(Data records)

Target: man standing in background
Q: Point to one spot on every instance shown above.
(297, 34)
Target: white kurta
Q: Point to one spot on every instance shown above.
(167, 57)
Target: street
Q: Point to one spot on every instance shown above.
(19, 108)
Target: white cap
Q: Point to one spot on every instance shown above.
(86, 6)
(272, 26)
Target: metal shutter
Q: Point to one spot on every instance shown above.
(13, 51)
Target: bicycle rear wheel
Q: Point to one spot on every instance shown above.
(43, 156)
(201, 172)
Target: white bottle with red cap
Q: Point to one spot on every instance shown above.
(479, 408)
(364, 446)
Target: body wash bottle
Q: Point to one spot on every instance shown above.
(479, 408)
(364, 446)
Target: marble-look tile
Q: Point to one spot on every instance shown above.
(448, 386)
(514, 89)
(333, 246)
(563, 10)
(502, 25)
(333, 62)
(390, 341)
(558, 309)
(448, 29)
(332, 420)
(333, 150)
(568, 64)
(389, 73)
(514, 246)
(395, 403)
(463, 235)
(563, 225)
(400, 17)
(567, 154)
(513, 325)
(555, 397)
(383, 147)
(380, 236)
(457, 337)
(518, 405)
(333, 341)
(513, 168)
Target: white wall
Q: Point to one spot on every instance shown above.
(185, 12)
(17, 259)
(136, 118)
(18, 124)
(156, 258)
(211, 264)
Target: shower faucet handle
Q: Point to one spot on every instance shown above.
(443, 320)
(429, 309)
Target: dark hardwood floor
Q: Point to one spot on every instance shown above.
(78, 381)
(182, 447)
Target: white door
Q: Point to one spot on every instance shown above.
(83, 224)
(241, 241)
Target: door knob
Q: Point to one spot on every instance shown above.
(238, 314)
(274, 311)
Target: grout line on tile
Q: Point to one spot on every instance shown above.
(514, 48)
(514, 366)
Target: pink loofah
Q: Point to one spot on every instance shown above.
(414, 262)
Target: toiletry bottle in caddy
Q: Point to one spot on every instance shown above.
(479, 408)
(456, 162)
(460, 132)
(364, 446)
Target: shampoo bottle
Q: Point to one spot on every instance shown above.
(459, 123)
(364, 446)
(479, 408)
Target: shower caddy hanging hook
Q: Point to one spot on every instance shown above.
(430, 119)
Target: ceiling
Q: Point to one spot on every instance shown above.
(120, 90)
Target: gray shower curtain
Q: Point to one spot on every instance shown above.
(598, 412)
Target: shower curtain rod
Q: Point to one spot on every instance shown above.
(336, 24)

■ **TASK REQUIREMENTS**: What is needed is a word-for-word copy of the records.

■ **ANSWER TO THIS EXERCISE**:
Target: man standing in background
Q: Point to one spot on every instance shown above.
(297, 34)
Target: white kurta
Q: Point to one spot on every instance shown above.
(167, 57)
Target: street
Q: Point to one spot on every instance shown above.
(19, 108)
Target: white cap
Q: Point to one spot on every instance shown above.
(86, 6)
(272, 26)
Target: metal shutter
Q: Point to one spot on every instance shown above.
(13, 51)
Target: bicycle rear wheel
Q: Point to one spot on every instance shown above.
(43, 156)
(201, 172)
Target: white bottle with red cap
Q: Point to one spot on every instance shown above.
(479, 408)
(364, 446)
Target: body wash bottle
Q: Point to one spot on every instance shown above.
(479, 408)
(364, 446)
Target: marble-look tile
Q: Point to one spot on every instance shown above.
(448, 386)
(514, 89)
(333, 246)
(563, 10)
(502, 25)
(333, 62)
(390, 341)
(558, 309)
(448, 29)
(332, 420)
(333, 150)
(568, 64)
(389, 73)
(514, 246)
(395, 403)
(463, 235)
(563, 225)
(400, 17)
(567, 154)
(513, 325)
(555, 397)
(383, 147)
(380, 236)
(457, 337)
(518, 405)
(333, 341)
(513, 168)
Target: white wall
Q: Point to one spot on every instance shown above.
(185, 12)
(17, 259)
(136, 118)
(18, 124)
(156, 258)
(211, 264)
Target: shower faucet handle
Q: Point to one spot on every instance shown above.
(443, 320)
(429, 309)
Target: dark hardwood floor
Q: Point to one spot on every instance shown above.
(78, 381)
(182, 447)
Target: white door
Q: Point to one spot on every instance shown above.
(83, 224)
(241, 241)
Target: door knob
Q: Point to one spot on every instance shown above.
(238, 314)
(274, 311)
Target: grout line on tile
Q: Point to one spot on every instance shown above.
(514, 48)
(514, 366)
Target: pink loofah
Q: Point to one spot on every instance shown above.
(414, 262)
Target: toiletry bottle in caddy
Q: Point to one spot on every instance shown above.
(479, 408)
(456, 162)
(460, 132)
(364, 446)
Target: shampoo bottle
Q: Point to one spot on every instance shown above.
(459, 123)
(364, 446)
(479, 408)
Target: shower caddy hanging hook
Q: Point to one spot on every instance shown above.
(430, 119)
Target: ceiling
Q: Point to one spot on every instance shown above.
(120, 90)
Target: gray shower curtain
Q: Point to one spot on every instance shown above.
(598, 412)
Target: shower curtain rod
Q: Point to one spot on every instance shown above.
(336, 24)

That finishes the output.